What is asked:
- A) In the provided text, why did the district court return the matter to the Court of Common Pleas? Answer in one to three sentences.
- B) Answer these questions from the provided text:
(i) In what year did Sandra Basile apply for and receive a refund anticipation loan?
(ii) To which court did Block and Mellon Bank remove the case?
(iii) Which statute did the district court find preempted the unfair trade practices claim?

Provided text:
------------------------------------------------------------
H & R Block, Inc., provides tax preparation services nationwide through a network of retail offices operated through subsidiaries, one of which is H & R Block Eastern Tax Services. As part of its service, Block offers a program known as “Rapid Refund,” which involves electronic filing of tax returns with the Internal Revenue Service (IRS), resulting in quicker refunds than a taxpayer filing a paper return would receive. Block also arranged for Mellon Bank (DE) National Association (Mellon Bank) to provide a refund anticipation loan (RAL) program to Block’s qualified Rapid Refund customers. Under the RAL program, Mellon Bank advanced to the customer the amount of the customer’s anticipated tax refund, less a financing charge, within days of Block’s filing of the return. Appellee Sandra Basile applied for, and received, such a loan in 1993.
Basile and Laura Clavin filed this class action against Block and Mellon Bank in the Court of Common Pleas of Philadelphia County alleging that Mellon Bank, acting as a consumer *363lender providing RALs, participated with Block in practices designed to deceive consumers as to the true nature of the loans.1 Block and Mellon Bank removed the case to the United States District Court for the Eastern District of Pennsylvania based upon diversity jurisdiction.2 Appellees then filed an amended class action complaint asserting claims under the Truth in Lending Act,3 the Pennsylvania Unfair Trade Practices and Consumer Protection Law4 and the Delaware Legal Rate of Interest,5 as well as a claim that Block breached its fiduciary duty to appellees by failing to disclose that the RAL was a loan and that Block had a financial interest in arranging the RAL program.
Discovery was conducted in the federal court action, after which Block and Mellon Bank filed motions for summary judgment. The district court granted the motions in part and dismissed appellees’ federal claims under the Truth in Lending Act and the Delaware Legal Rate of Interest. The court also found that appellees’ unfair trade practices claim was preempted by the National Bank Act.6 Having dismissed the federal claims, and finding no diversity jurisdiction, the district court returned the matter to the Court of Common Pleas.
------------------------------------------------------------
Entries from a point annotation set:
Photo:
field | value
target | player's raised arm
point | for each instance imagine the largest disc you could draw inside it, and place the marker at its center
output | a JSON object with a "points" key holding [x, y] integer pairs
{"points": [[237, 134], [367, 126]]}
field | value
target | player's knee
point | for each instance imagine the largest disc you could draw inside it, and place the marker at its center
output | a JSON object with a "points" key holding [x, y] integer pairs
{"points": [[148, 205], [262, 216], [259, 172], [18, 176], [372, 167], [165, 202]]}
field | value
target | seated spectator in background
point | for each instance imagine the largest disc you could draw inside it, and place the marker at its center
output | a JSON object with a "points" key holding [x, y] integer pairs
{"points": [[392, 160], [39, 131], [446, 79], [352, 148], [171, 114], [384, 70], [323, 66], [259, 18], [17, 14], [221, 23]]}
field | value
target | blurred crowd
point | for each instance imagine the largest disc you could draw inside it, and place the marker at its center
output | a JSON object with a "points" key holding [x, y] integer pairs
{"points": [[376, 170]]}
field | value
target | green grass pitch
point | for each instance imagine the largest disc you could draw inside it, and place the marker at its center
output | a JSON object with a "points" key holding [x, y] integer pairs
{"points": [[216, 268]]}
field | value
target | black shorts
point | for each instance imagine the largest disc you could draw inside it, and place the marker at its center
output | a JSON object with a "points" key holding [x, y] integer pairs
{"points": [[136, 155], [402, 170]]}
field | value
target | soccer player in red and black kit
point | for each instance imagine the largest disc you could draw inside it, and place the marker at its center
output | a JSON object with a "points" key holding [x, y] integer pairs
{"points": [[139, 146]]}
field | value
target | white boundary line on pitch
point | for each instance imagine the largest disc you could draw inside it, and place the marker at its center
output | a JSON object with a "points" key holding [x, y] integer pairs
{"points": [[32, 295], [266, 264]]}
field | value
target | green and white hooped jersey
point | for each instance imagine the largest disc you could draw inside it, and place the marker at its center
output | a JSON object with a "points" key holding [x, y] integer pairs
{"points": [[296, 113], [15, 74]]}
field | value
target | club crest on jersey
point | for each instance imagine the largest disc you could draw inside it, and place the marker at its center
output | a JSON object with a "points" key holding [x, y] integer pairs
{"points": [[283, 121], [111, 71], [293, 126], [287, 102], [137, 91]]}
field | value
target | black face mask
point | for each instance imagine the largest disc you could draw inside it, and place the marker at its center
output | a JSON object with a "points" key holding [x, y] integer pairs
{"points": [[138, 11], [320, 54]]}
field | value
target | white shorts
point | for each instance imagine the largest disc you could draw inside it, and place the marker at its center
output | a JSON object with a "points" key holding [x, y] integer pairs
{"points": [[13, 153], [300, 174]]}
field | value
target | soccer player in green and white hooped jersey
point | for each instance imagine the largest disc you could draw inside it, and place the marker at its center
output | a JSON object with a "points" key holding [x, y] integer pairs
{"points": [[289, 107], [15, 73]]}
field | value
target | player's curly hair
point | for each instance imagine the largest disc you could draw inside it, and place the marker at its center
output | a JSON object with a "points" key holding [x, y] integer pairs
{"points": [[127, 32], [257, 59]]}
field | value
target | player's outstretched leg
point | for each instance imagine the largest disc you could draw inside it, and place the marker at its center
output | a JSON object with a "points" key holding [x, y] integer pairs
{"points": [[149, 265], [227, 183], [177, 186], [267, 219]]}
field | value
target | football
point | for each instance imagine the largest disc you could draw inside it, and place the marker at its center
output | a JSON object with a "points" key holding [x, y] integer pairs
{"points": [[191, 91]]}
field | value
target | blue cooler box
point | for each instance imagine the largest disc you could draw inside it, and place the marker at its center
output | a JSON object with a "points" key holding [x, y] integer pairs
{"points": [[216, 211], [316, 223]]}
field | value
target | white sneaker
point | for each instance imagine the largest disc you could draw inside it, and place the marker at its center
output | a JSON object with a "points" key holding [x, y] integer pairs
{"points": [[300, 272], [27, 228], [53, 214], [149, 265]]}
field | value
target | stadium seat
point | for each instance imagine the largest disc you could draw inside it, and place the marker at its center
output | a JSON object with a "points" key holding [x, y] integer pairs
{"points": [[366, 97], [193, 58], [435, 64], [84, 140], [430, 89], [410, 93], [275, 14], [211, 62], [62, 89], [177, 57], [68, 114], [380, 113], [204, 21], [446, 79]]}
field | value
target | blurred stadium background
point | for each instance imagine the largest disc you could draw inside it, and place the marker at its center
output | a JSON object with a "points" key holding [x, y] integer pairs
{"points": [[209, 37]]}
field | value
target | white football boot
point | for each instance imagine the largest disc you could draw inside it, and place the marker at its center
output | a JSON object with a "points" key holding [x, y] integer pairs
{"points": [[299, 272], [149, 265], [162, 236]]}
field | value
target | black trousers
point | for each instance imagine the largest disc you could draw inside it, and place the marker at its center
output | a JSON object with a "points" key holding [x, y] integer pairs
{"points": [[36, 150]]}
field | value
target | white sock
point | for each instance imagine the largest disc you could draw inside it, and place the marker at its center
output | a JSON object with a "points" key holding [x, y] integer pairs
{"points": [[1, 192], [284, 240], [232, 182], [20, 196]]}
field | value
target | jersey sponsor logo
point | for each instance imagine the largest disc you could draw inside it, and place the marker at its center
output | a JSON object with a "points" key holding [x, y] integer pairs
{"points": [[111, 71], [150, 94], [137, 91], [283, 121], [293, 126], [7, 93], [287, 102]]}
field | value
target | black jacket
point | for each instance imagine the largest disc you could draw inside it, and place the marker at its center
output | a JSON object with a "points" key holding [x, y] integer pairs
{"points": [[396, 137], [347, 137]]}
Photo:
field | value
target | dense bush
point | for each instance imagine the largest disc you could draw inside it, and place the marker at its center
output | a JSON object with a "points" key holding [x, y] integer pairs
------------------------------------------------------------
Solutions to the problems:
- A) The district court had dismissed the federal claims and found no diversity jurisdiction, so it sent the matter back to the Court of Common Pleas.

- B)
(i) 1993
(ii) The United States District Court for the Eastern District of Pennsylvania
(iii) The National Bank Act